→ YOUR GOAL
Set the whole listing down again exactly as written.

→ EXERCISE INPUT

↓↓↓

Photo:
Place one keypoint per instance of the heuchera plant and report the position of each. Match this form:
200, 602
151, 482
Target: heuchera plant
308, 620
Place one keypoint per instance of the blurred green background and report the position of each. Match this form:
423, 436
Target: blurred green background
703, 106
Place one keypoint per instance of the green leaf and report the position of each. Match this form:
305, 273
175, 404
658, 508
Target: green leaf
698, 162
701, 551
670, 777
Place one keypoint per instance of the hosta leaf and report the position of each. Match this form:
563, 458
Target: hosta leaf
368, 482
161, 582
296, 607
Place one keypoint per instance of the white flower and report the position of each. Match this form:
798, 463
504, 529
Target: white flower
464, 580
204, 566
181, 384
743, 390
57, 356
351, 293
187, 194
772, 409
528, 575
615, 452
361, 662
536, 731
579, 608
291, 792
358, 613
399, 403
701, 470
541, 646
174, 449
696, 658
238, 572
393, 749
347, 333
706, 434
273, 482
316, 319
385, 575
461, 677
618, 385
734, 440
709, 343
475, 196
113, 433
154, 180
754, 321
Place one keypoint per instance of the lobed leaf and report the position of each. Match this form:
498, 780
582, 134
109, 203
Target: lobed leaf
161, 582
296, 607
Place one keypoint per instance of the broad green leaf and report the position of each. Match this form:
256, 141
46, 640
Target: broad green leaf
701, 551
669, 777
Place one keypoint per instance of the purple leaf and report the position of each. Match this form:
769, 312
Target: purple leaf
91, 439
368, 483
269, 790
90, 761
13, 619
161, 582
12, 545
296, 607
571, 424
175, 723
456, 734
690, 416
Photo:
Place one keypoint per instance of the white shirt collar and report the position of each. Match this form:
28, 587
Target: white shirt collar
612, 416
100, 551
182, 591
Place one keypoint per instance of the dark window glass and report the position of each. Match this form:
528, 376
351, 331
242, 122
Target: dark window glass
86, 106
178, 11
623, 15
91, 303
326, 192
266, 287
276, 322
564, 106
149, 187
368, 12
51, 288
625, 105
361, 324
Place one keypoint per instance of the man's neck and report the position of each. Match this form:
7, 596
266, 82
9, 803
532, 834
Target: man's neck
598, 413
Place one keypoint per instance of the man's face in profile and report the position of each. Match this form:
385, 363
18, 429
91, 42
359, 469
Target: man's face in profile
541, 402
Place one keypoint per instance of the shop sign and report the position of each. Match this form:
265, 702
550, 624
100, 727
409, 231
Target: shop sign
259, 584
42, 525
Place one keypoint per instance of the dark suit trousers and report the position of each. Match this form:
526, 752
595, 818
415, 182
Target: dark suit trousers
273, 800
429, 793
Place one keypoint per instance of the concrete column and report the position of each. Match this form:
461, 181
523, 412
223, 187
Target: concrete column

↑↑↑

→ WRITTEN RESPONSE
Photo:
Place one keypoint per instance of the heuchera plant and report the position of each. Match this form:
200, 602
151, 482
Target: heuchera plant
308, 620
Place one keypoint per instance of the blurred green background and report the position of each. Match this form:
423, 436
Target: blurred green background
703, 106
Place one keypoint per instance of the green leaf and report the position of each. Match this form:
305, 273
175, 404
658, 508
Target: green leaf
698, 162
701, 551
670, 777
Place one keypoint per instance of the hosta leaf and report the position of each. Match this form:
563, 458
Target: hosta leaf
368, 482
161, 582
296, 607
Place one keypoint per instance of the white flower and report the position of each. Match this form:
798, 463
504, 529
Target: white flower
464, 580
204, 566
181, 384
743, 390
57, 356
351, 293
187, 194
772, 409
528, 575
615, 452
361, 662
536, 731
579, 608
291, 792
358, 613
399, 403
701, 470
541, 646
174, 449
696, 658
238, 572
393, 749
347, 333
706, 434
273, 482
316, 319
385, 575
461, 677
618, 385
734, 440
709, 343
475, 196
113, 433
154, 180
754, 321
Place one keypoint per instance of the lobed leaf and report the position of each. Match this form:
498, 780
582, 134
109, 203
Target: lobed leaf
161, 582
296, 607
Place one keypoint per instance of the broad green leaf and report the position of each. Match this form:
256, 141
46, 640
Target: broad green leaf
701, 551
669, 777
Place one keypoint per instance of the purple leaf and report the position of each. Match this form:
769, 312
Target: purple leaf
91, 439
368, 483
269, 790
90, 761
13, 619
161, 582
12, 545
296, 607
571, 424
175, 723
456, 734
690, 416
Photo:
Place one keypoint per instance of the white shirt collar and report the position of each. Match this form:
28, 587
Target: white shirt collar
612, 416
100, 551
182, 591
Place one keypoint per instance of the dark window glass and report the position of each. Match this form:
528, 376
351, 331
242, 122
Target: dark window glass
86, 106
178, 11
623, 15
91, 303
326, 192
266, 287
276, 322
564, 106
149, 187
368, 12
51, 288
625, 105
361, 324
Place one keypoint per instance of the man's neck and report the position of each. Match this form:
7, 596
266, 82
9, 803
532, 834
Target: man's neck
598, 413
Place one keypoint per instance of the man's face in profile and report the position of each. Match this form:
385, 363
18, 429
91, 42
359, 469
Target: man's face in profile
541, 402
Place one keypoint per instance of the shop sign and report the position of each. Match this form:
265, 702
550, 624
100, 727
409, 231
Target: shop sign
259, 584
42, 525
Place one keypoint per instance of the dark suit trousers and report the position of each. Match this form:
526, 752
595, 818
415, 182
Target: dark suit trousers
273, 800
429, 793
Place one keypoint per instance of the concrete column and report the position of each. Match this form:
461, 181
523, 412
223, 187
Target: concrete column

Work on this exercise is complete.